What follows is a block of records; restate each one word for word.

**** PROVIDED RECORDS ****

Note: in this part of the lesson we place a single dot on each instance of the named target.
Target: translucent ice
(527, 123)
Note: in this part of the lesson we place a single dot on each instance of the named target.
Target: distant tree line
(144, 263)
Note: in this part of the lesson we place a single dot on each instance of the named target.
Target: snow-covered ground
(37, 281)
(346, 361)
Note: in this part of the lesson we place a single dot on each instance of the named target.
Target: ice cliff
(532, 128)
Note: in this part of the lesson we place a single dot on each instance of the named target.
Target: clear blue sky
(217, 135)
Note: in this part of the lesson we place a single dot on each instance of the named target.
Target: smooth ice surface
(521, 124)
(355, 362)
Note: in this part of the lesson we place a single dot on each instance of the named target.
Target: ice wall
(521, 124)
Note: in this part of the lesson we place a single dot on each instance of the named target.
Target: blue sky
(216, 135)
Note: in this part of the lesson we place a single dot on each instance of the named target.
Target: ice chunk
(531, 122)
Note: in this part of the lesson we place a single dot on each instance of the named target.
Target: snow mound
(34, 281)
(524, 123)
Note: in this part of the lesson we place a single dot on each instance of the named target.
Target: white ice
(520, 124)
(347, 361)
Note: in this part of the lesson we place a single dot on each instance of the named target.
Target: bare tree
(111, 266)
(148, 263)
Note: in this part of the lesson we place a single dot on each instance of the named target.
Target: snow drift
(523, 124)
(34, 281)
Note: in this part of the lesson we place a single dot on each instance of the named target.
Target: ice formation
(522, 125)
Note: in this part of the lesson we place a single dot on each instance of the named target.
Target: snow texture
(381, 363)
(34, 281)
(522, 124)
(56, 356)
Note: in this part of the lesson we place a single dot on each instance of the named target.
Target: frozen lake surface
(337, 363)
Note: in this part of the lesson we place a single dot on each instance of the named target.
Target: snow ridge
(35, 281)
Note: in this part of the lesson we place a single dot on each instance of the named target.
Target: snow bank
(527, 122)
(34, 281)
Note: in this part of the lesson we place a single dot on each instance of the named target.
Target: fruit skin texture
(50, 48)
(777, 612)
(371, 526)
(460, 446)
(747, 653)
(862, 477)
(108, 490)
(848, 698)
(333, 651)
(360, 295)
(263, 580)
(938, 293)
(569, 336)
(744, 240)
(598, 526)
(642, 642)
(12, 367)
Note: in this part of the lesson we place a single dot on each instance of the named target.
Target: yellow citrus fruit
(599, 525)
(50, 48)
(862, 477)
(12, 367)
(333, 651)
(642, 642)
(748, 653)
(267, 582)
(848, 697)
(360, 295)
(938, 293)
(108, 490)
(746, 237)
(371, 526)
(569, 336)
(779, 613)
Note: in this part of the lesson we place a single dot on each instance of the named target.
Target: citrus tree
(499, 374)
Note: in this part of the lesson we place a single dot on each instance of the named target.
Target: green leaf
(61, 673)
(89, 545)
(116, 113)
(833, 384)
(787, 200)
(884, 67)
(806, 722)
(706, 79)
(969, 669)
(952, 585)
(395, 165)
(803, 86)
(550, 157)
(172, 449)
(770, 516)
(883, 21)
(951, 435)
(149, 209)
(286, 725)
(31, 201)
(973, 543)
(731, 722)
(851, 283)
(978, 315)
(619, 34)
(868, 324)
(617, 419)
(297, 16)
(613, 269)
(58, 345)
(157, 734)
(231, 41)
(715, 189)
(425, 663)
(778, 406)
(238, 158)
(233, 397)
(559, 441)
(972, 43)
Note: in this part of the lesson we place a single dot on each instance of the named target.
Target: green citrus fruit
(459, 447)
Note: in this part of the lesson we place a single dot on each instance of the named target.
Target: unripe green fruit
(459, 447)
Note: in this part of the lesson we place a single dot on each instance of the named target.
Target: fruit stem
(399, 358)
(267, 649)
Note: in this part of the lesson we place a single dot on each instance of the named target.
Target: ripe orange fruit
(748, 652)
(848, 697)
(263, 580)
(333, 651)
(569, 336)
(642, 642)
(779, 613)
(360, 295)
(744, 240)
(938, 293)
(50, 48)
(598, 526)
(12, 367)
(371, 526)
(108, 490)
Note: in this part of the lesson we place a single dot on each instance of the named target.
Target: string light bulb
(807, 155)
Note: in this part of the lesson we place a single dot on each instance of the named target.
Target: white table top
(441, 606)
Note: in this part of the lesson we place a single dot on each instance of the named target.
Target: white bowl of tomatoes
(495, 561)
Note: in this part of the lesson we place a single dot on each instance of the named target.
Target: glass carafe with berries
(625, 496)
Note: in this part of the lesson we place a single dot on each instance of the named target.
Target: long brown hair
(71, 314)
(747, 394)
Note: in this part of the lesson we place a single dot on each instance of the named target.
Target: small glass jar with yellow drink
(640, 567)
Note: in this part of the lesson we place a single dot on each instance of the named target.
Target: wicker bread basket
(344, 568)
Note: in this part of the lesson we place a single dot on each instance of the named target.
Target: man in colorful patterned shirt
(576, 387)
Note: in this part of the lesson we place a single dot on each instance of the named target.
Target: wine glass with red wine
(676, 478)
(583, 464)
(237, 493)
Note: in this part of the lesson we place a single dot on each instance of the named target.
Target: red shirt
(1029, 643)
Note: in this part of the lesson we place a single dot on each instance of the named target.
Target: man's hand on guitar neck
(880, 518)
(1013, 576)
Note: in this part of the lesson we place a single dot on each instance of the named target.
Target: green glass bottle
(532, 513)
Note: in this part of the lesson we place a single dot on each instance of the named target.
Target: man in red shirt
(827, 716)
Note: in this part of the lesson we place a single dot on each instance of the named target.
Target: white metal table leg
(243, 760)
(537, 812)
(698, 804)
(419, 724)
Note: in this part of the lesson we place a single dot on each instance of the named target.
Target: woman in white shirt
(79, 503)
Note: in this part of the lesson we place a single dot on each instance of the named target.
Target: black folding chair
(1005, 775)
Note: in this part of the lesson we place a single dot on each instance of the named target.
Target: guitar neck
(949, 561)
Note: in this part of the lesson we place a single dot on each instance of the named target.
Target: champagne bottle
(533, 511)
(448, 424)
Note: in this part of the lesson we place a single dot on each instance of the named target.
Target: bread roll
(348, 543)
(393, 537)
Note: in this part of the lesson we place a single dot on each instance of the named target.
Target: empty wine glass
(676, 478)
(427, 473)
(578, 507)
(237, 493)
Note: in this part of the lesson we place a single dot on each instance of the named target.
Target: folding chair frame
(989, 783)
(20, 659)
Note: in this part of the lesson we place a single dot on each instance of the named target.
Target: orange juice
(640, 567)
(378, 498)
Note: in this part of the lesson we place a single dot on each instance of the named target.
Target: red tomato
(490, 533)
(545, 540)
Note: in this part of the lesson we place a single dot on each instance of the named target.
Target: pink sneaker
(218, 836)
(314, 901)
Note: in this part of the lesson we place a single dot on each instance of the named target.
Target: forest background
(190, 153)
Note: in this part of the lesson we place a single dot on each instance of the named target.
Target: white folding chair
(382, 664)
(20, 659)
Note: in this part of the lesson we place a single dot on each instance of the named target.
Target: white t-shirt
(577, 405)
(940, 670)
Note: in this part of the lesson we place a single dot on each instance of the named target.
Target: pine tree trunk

****

*REPLY TO THE TASK*.
Note: in this part of the lesson we place a single dot on each instance of the named target.
Target: translucent ice
(527, 123)
Note: in this part of the lesson we place a single dot on each instance of the named target.
Target: distant tree line
(144, 263)
Note: in this part of the lesson we place a single dot on each instance of the named target.
Target: snow-covered ground
(37, 281)
(346, 361)
Note: in this part of the lesson we place a single dot on each instance of the named target.
Target: ice cliff
(532, 128)
Note: in this part of the lesson we place a single dot on each instance of the named target.
Target: clear blue sky
(217, 135)
Note: in this part of the lesson we place a single dot on each instance of the named target.
Target: smooth ice surface
(521, 124)
(355, 362)
Note: in this part of the lesson we place a single dot on each instance of the named target.
Target: ice wall
(521, 124)
Note: in this part of the lesson we place a single dot on each instance of the named target.
Target: blue sky
(216, 135)
Note: in this part of the lesson we place a single dot on each instance of the named target.
Target: ice chunk
(531, 122)
Note: in this part of the lesson we place a single dot on each instance of the named target.
Target: snow mound
(34, 281)
(524, 123)
Note: in this part of the lesson we place a single dot on each instance of the named target.
Target: white ice
(520, 124)
(347, 361)
Note: in this part of the lesson we place a single dot on each instance of the named target.
Target: bare tree
(111, 266)
(148, 263)
Note: in this part of the lesson we place a single dot on each instance of the named target.
Target: snow drift
(523, 124)
(34, 281)
Note: in this part of the lesson we place a single dot on each instance of the named target.
Target: ice formation
(522, 125)
Note: in this part of the lesson we place a single dot on each instance of the named target.
Target: snow texture
(381, 363)
(34, 281)
(522, 124)
(56, 356)
Note: in this part of the lesson we place a single dot on each instance of the named target.
Target: frozen lake surface
(337, 363)
Note: in this part of the lesson we place a single dot on each instance of the named target.
Target: snow ridge
(35, 281)
Note: in this part of the lesson we place a single dot on each instance of the named target.
Target: snow bank
(527, 122)
(34, 281)
Note: in this part of the lesson we place a single dot on each instance of the named target.
Target: fruit skin texture
(50, 48)
(777, 612)
(371, 526)
(460, 446)
(747, 653)
(862, 477)
(108, 490)
(848, 698)
(333, 651)
(360, 295)
(263, 580)
(938, 293)
(569, 336)
(744, 240)
(598, 526)
(642, 642)
(12, 367)
Note: in this part of the lesson we place a single dot on each instance of the named target.
Target: yellow citrus fruit
(599, 525)
(50, 48)
(862, 477)
(12, 367)
(333, 651)
(642, 642)
(748, 653)
(267, 582)
(848, 697)
(360, 295)
(938, 293)
(108, 490)
(746, 237)
(371, 526)
(569, 336)
(779, 613)
Note: in this part of the lesson we place a single dot on each instance of the named target.
Target: citrus tree
(499, 374)
Note: in this part of the lesson we place a single dot on each instance of the named target.
Target: green leaf
(61, 673)
(89, 545)
(116, 113)
(833, 384)
(787, 200)
(884, 67)
(806, 722)
(706, 79)
(969, 669)
(952, 585)
(395, 165)
(803, 86)
(550, 157)
(172, 449)
(770, 516)
(883, 21)
(951, 435)
(149, 209)
(286, 725)
(31, 201)
(973, 543)
(731, 722)
(851, 283)
(978, 315)
(619, 34)
(868, 324)
(617, 419)
(297, 16)
(613, 269)
(58, 345)
(157, 734)
(231, 41)
(715, 189)
(425, 663)
(778, 406)
(238, 158)
(233, 397)
(559, 441)
(972, 43)
Note: in this part of the lesson we place a single dot on each instance of the named target.
Target: green citrus fruit
(459, 447)
Note: in this part of the lesson we place a single dot on each instance of the named target.
Target: unripe green fruit
(459, 447)
Note: in this part of the lesson we place a single dot on each instance of the named target.
Target: fruit stem
(399, 358)
(267, 649)
Note: in this part of the lesson we place a single dot on each instance of the named target.
Target: ripe orange fruit
(748, 652)
(848, 697)
(263, 580)
(333, 651)
(569, 336)
(642, 642)
(779, 613)
(360, 295)
(744, 240)
(938, 293)
(50, 48)
(598, 526)
(12, 367)
(371, 526)
(108, 490)
Note: in this part of the lesson we place a single dot on each instance of the named target.
Target: string light bulb
(807, 155)
Note: in this part of the lesson we place a single dot on each instance of the named target.
Target: white table top
(441, 606)
Note: in this part of the lesson we place a single dot on each instance of the named target.
Target: white bowl of tomatoes
(495, 561)
Note: in this part of the lesson we place a single dot on each instance of the named target.
Target: glass carafe with berries
(625, 496)
Note: in this part of the lesson we place a single dot on each instance of the named target.
Target: long brown hair
(71, 314)
(747, 394)
Note: in this part of the lesson we place a single dot on each instance of the named target.
Target: small glass jar with yellow drink
(640, 567)
Note: in this part of the lesson we place a single dot on each instance of the named target.
Target: wicker bread basket
(344, 568)
Note: in this part of the lesson we place a single dot on each instance of the named target.
Target: man in colorful patterned shirt
(576, 387)
Note: in this part of the lesson we place a single dot on each instance of the named target.
Target: wine glass with red wine
(676, 478)
(583, 464)
(237, 493)
Note: in this part of the lesson we place a single dot on each instance of the named target.
Target: red shirt
(1029, 643)
Note: in this part of the lesson we place a single dot on each instance of the named target.
Target: man's hand on guitar neck
(880, 518)
(1013, 576)
Note: in this part of the lesson we place a single dot on each instance of the named target.
Target: green glass bottle
(532, 513)
Note: in this part of the lesson we place a single dot on each instance of the named target.
Target: man in red shirt
(827, 716)
Note: in this part of the lesson we place a single dot on each instance of the named target.
Target: white metal table leg
(243, 760)
(537, 812)
(698, 804)
(419, 724)
Note: in this part of the lesson we place a single dot on each instance of the named target.
Target: woman in white shirt
(79, 503)
Note: in this part of the lesson we place a single dot on each instance of the named target.
Target: black folding chair
(1005, 775)
Note: in this part of the lesson we place a single dot on each instance of the named target.
Target: guitar neck
(949, 561)
Note: in this part of the lesson we place a single dot on each instance of the named target.
Target: champagne bottle
(533, 511)
(448, 424)
Note: in this part of the lesson we place a single dot on each instance of the named target.
Target: bread roll
(348, 543)
(393, 537)
Note: in this part of the lesson we place a single dot on each instance of the named target.
Target: empty wine glass
(676, 478)
(427, 473)
(578, 507)
(237, 493)
Note: in this part of the lesson we place a single dot on each instance of the named target.
Target: folding chair frame
(989, 783)
(20, 659)
Note: in this part of the lesson we place a single dot on each instance of the named target.
Target: orange juice
(640, 567)
(378, 498)
Note: in this part of the lesson we place a single dot on each instance of the named target.
Target: red tomato
(490, 533)
(545, 540)
Note: in this part of the lesson we place a single dot on each instance of the named target.
Target: pink sneaker
(218, 836)
(314, 901)
Note: in this part of the lesson we place a single dot on each instance of the named target.
Target: forest background
(190, 153)
Note: in this part of the lesson we place a single dot on each instance of the named target.
Target: white folding chair
(382, 664)
(20, 659)
Note: in this part of the lesson we place a single dot on each instance of the named target.
Target: white t-shirt
(577, 405)
(940, 670)
Note: in this part of the lesson we place a single dot on each instance of the named target.
Target: pine tree trunk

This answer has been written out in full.